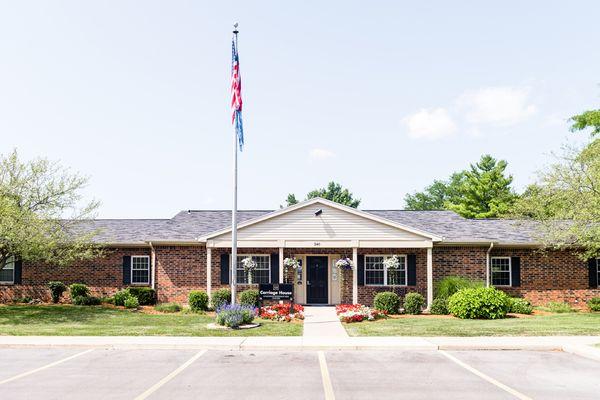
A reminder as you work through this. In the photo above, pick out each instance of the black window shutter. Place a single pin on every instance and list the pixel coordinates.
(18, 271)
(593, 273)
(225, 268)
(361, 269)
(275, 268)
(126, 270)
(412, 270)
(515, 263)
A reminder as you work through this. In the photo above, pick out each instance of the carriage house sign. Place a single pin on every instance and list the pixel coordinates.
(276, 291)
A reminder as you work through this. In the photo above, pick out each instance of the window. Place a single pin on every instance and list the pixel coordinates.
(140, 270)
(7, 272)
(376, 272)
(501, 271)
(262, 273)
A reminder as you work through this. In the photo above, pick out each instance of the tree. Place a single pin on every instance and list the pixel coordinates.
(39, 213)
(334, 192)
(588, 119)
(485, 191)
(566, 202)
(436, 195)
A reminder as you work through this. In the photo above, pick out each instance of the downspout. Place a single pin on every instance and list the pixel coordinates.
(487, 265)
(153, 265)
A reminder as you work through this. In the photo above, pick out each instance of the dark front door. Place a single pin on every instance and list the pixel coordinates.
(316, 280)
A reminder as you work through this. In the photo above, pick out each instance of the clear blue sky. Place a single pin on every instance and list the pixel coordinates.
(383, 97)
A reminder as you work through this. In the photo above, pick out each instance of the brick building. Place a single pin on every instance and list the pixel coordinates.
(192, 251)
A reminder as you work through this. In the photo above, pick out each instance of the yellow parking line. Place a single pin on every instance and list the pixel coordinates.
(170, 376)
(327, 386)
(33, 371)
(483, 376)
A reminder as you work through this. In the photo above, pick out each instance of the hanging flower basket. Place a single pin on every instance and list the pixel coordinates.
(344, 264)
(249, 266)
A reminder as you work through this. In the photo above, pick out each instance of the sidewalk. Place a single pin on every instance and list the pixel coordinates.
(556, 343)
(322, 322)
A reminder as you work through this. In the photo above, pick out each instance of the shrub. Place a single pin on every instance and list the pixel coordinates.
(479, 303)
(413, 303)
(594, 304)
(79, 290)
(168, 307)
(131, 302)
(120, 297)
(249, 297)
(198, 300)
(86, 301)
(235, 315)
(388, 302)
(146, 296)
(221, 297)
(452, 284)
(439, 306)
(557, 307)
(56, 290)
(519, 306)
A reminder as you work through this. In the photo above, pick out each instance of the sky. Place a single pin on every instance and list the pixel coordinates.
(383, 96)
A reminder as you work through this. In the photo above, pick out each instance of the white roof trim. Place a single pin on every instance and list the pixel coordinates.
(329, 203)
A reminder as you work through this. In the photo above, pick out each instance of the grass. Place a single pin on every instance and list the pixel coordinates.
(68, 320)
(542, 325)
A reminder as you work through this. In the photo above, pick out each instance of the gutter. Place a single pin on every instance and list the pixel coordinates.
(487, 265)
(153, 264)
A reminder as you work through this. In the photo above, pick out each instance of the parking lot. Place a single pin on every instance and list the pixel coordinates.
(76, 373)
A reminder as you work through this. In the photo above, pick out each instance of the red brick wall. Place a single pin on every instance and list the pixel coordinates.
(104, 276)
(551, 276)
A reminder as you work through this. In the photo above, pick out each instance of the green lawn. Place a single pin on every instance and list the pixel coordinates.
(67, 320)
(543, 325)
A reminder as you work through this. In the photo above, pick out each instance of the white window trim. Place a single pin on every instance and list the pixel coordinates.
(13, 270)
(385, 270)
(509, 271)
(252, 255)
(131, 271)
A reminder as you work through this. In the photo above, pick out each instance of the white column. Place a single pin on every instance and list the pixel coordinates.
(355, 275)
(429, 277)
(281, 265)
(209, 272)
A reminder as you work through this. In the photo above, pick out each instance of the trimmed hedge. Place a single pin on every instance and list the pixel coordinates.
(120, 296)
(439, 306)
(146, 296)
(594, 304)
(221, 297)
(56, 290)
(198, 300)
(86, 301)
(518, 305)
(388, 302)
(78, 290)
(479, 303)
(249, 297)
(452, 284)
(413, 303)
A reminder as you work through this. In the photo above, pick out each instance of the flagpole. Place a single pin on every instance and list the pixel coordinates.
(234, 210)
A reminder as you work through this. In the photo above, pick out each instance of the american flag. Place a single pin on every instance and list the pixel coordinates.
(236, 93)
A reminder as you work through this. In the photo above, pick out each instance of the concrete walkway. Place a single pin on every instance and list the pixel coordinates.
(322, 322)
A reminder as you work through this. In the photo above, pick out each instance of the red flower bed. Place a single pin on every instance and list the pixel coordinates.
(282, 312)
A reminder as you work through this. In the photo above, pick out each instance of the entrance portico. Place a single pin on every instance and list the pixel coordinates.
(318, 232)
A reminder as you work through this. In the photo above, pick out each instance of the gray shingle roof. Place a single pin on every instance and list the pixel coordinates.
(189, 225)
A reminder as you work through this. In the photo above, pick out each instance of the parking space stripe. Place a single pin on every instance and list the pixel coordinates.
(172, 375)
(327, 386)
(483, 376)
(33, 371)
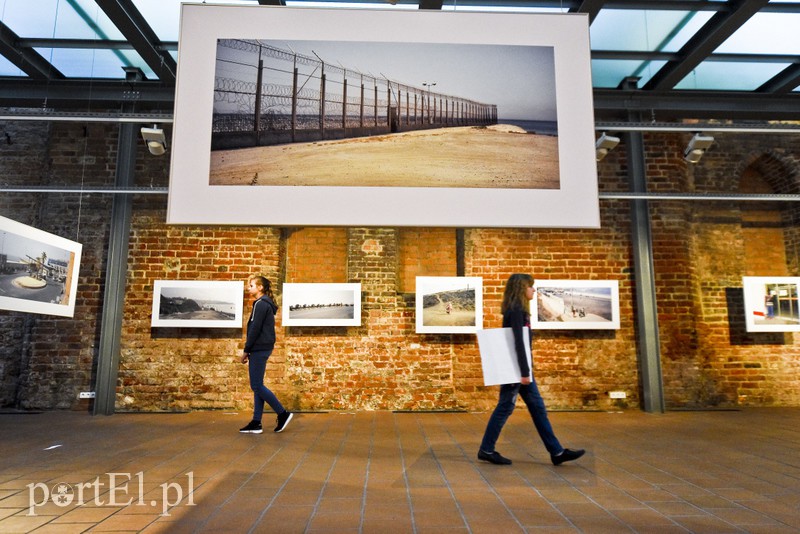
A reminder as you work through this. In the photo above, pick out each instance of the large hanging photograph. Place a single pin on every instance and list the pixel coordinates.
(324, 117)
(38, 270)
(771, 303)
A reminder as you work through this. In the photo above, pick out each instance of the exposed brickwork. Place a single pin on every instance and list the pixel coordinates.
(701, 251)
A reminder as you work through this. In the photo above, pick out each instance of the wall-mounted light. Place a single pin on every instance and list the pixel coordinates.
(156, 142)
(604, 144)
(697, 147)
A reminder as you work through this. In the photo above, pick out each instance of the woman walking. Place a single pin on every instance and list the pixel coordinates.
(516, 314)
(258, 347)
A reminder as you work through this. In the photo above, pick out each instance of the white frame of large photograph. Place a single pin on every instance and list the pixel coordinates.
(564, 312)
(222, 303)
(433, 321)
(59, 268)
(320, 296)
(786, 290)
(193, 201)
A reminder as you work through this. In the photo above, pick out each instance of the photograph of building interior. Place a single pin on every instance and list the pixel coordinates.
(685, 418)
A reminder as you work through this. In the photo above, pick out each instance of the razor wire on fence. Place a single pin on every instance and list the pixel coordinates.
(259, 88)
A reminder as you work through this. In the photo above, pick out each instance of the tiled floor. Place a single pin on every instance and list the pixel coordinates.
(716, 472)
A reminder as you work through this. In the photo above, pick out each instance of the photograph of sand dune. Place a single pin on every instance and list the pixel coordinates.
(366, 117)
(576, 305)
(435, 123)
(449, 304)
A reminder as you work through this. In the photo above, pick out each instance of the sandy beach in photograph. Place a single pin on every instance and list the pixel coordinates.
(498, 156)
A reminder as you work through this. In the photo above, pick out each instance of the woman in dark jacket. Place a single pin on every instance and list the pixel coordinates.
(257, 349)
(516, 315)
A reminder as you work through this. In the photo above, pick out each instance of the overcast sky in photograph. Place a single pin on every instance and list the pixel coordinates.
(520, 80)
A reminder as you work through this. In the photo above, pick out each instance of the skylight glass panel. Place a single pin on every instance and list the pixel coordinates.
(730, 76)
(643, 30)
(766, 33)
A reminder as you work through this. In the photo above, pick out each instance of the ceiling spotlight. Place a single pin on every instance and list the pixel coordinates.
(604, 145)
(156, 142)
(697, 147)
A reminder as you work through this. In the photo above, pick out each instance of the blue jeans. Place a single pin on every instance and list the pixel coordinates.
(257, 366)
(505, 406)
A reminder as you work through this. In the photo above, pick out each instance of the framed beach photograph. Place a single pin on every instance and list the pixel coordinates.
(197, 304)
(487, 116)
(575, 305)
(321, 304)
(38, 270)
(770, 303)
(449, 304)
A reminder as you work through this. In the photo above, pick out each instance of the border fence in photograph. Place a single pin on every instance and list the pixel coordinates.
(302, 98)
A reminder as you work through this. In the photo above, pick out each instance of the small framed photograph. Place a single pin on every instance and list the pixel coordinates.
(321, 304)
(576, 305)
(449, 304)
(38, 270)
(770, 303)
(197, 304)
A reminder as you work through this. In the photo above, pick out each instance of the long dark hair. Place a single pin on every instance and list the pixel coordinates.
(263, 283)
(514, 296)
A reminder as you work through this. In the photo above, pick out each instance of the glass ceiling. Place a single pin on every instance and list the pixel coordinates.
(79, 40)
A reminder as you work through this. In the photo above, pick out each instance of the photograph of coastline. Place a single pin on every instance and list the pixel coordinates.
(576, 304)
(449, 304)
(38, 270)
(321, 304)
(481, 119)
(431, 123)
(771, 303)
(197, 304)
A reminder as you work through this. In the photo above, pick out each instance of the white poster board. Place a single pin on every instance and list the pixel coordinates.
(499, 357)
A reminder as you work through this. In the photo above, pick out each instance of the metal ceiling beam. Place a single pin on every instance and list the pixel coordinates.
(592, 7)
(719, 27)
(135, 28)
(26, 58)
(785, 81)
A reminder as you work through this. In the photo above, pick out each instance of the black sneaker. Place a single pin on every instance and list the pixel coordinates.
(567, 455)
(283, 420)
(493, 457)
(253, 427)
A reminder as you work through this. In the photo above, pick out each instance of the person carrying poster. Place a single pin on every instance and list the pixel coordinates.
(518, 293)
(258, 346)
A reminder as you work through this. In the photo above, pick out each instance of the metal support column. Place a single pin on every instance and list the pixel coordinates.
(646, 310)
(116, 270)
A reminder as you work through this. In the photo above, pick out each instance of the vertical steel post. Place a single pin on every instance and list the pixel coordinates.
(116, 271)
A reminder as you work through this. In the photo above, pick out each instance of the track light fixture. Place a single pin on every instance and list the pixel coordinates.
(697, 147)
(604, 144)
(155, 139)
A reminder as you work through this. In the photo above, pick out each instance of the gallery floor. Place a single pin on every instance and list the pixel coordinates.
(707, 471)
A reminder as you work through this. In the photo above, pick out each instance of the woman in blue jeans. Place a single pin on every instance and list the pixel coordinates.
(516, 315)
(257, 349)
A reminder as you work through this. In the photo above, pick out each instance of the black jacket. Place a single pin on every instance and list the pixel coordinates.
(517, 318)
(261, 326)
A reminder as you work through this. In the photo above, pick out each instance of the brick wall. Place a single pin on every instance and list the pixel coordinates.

----

## PROBLEM DETAILS
In the listing above, find the line containing "the metal support" and please quote exactly that line through the last one, and no other lines.

## FULL SOLUTION
A reminder as you work through this. In the photo above, pick out each instance of the metal support column. Place a single pin on every instance and list the pixel coordinates.
(646, 310)
(116, 270)
A reminder as you work through this. In the photo above, pick out each instance of the vertical steel post. Place a single pin on every instance and list the pixel coordinates.
(116, 271)
A reminder as you work through this. In the photo above, pick out each instance of the track light fixture. Place a single pin on every instance and list the pixel coordinates.
(697, 147)
(604, 144)
(155, 139)
A reminder as you work through this. In the photo above, pick out each instance of the gallery floor. Place a single pin on every instance and list the pixel coordinates.
(707, 471)
A reminder as you work through this. In the photo above, pick out each instance of the woman in blue jeans. Place a single pin on every instance and list the pixel coordinates.
(516, 315)
(257, 349)
A reminder as you work through this. In the photo above, pick out each instance of the black jacket. Place a single pin on every instance and list the pixel coordinates.
(517, 318)
(261, 326)
A reminder as you work through this. In the photo above, pick out each instance of the brick wall. Place a single pin on every instance and list the pixel coordinates.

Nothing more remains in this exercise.